(Coordinate annotation records)
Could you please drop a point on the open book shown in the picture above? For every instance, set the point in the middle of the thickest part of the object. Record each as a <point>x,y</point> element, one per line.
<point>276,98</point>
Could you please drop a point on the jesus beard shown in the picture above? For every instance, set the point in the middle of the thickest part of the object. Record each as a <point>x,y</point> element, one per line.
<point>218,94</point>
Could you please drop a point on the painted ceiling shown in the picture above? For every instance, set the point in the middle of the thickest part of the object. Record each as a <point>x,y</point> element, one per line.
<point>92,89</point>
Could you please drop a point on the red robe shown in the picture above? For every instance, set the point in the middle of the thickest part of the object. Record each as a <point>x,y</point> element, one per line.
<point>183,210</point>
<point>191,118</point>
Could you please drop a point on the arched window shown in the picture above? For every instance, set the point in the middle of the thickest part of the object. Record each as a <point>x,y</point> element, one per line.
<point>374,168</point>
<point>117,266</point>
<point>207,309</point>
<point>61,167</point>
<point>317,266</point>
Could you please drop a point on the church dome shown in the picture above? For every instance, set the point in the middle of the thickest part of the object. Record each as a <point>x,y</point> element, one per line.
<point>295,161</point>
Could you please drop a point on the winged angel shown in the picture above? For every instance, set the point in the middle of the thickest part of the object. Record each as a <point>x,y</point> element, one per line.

WHAT YOU NEED TO DO ▸ Copy every entry above without changing a single character.

EXERCISE ANSWER ▸
Could you please drop a point on the open book shown in the picture above? For every instance, set the point in the middle of the thickest part of the object. Record each as a <point>x,y</point> element, one per line.
<point>276,98</point>
Could you please drop a point on the jesus beard shown in the picture above? For every instance, set the point in the middle of the thickest part of the object. Record each as a <point>x,y</point> element, one per line.
<point>218,94</point>
Could you please drop a point on the painted ceiling shown in the picture above? For every instance, set the point in the middle of the thickest part of the object. Record each as a <point>x,y</point> element, one per line.
<point>92,89</point>
Could you please drop a point on the red robe shown in the picture above? For every instance, set the point in the middle of the thickest part of the object. Record each as a <point>x,y</point> element, one per line.
<point>183,210</point>
<point>191,118</point>
Could you please drop a point on the arched window shown in the picture above? For every instance, set the point in the middle of the thickest part of the object. Record each as a <point>x,y</point> element, one per line.
<point>374,168</point>
<point>117,266</point>
<point>207,309</point>
<point>61,167</point>
<point>317,266</point>
Could you please drop a point on the church dome shown in the picture above? For every instance, set the point in the middle of the thickest part of the object. Record each as a <point>x,y</point> element, one per line.
<point>295,161</point>
Could you please drop a point on the winged angel shown in the picture above? For every instance, set the point in the middle of the thickest part of the object. Record each as a <point>x,y</point> element, one per line.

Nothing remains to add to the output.